*READING PASSAGE:*
|Introduction | Sustainability Factors | Content Categories | Format Descriptions | Contact|
|Full name||HDF4, Hierarchical Data Format, Version 4 and earlier|
At its lowest level, HDF4 is a physical file format for storing scientific data. The data structure types that HDF4 supports are Scientific Data Sets, Raster Images (General, 8-bit, 24-bit APIs), color palettes, text entries, and Vdatas and Vgroups.
At its highest level, HDF4 is a collection of utilities and applications for manipulating, viewing, and analyzing data in HDF4 files. Between these levels, HDF4 is a software library that provides high-level APIs and a low-level data interface.
HDF4 was originally known simply as HDF. When Version 5 was introduced, it was dubbed HDF5 to emphasize the fact that the new version was significantly different from HDF and not backwards-compatible. Later, the HDF Group decided to adopt the name HDF4 for the earlier version to avoid confusion. This website has followed the same approach.
|Production phase||Generally used for middle- and final-state archiving.|
|Relationship to other formats|
|Has subtype||Includes version 4.x and previous releases not documented separately here.|
|Has modified version||HDF-EOS, Hierarchical Data Format-Earth Observing System (based on HDF4)|
|Affinity to||HDF5, Hierarchical Data Format, Version 5|
|LC experience or existing holdings||None|
|Disclosure||The HDF software was developed and supported by NCSA and is freely available. In July 2005, NCSA announced that the "Hierarchical Data Format group is spinning off from the National Center for Supercomputing Applications (NCSA) as a non-profit corporation supporting open source software and non-proprietary data formats."
Source code for the HDF libraries is available in Fortran and C. Some tools are available as Java source.
|Documentation||Software can be downloaded from http://www.hdfgroup.org/products/hdf4/. Documentation is at http://www.hdfgroup.org/release4/doc/index.html.|
These freely available tools are used by an estimated 2 million users in fields from environmental science to the aerospace industry and by entities including the U.S. Department of Energy, NASA, and Boeing. It is used world-wide in many fields, including Environmental Science, Neutron Scattering, Non-Destructive Testing, and Aerospace, to name a few. Scientific projects that use HDF include NASA's HDF-EOS project, and the DOE's Advanced Simulation and Computing Program.
More users of HDF (HDF4 and HDF5) are listed at Who Uses HDF? from the HDF Group.

*SET EXERCISE 1:* Repeat the part of the HDF4 description between "At its highest" and "low-level data interface.", inclusive.

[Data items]
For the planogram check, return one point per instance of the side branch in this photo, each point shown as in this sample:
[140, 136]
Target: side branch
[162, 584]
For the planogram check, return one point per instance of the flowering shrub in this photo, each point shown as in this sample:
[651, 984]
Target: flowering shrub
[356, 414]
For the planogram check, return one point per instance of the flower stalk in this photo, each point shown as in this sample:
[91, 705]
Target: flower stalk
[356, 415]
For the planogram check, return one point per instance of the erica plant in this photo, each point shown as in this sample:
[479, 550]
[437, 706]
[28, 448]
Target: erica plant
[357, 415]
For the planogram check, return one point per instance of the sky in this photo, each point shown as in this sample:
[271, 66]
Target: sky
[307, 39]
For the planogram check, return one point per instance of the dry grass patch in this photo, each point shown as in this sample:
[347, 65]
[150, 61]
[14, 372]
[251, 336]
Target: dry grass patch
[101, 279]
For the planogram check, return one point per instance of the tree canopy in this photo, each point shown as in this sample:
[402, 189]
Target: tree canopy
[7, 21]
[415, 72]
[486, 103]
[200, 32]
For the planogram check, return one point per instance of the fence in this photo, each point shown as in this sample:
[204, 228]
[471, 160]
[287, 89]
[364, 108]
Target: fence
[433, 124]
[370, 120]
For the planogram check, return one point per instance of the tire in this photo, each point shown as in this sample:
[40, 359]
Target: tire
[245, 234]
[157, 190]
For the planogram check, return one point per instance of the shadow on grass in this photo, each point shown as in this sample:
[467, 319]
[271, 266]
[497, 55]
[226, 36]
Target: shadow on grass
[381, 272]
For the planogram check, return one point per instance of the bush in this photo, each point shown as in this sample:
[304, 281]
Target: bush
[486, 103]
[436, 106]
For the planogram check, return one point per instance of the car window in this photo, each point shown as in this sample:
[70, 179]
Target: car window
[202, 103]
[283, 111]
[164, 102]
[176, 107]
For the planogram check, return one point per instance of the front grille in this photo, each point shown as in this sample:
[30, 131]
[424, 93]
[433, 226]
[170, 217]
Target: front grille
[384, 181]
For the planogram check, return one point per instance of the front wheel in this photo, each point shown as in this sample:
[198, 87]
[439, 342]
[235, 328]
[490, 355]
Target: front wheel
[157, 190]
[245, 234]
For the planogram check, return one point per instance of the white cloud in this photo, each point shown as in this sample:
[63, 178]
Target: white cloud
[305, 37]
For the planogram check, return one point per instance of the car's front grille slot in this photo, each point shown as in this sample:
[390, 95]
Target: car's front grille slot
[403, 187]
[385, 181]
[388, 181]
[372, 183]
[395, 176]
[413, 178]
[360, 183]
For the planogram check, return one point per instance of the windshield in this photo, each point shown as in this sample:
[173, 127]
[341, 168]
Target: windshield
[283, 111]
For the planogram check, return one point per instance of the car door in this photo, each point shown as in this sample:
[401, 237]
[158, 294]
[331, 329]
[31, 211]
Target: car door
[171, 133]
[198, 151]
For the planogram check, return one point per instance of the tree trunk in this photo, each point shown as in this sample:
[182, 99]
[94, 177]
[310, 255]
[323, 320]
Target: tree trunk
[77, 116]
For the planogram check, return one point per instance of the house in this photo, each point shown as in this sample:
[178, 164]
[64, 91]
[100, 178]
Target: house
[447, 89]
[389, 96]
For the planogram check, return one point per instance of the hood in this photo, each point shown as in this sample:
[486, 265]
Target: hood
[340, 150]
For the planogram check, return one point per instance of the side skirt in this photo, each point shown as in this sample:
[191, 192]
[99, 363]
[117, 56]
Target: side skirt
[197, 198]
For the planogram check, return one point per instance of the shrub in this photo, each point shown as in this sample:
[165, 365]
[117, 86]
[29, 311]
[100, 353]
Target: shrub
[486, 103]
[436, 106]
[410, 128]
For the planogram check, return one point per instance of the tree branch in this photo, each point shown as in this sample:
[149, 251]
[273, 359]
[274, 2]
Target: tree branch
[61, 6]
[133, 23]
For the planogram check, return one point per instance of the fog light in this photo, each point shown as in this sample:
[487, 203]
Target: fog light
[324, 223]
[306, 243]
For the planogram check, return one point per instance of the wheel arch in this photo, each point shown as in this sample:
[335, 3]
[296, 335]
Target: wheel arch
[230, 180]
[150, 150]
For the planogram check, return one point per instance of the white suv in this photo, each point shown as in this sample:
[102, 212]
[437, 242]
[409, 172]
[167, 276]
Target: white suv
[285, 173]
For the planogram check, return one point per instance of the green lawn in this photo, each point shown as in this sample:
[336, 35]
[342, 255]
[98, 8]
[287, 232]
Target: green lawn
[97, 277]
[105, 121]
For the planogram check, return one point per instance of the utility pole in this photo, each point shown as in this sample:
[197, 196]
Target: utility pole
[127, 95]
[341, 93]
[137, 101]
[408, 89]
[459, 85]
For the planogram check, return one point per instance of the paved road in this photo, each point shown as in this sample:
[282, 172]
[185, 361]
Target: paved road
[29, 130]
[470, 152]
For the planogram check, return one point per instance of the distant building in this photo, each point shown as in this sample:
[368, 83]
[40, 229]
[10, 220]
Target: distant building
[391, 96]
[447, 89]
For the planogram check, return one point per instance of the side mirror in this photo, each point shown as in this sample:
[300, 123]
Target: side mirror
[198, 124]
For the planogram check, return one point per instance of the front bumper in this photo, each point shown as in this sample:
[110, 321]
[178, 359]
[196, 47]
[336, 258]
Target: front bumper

*SET EXERCISE 2:* Give only the number of lines in the rows above that contain the string "green". Case counts.

*FINAL RESULT 1:*
At its highest level, HDF4 is a collection of utilities and applications for manipulating, viewing, and analyzing data in HDF4 files. Between these levels, HDF4 is a software library that provides high-level APIs and a low-level data interface.

*FINAL RESULT 2:* 2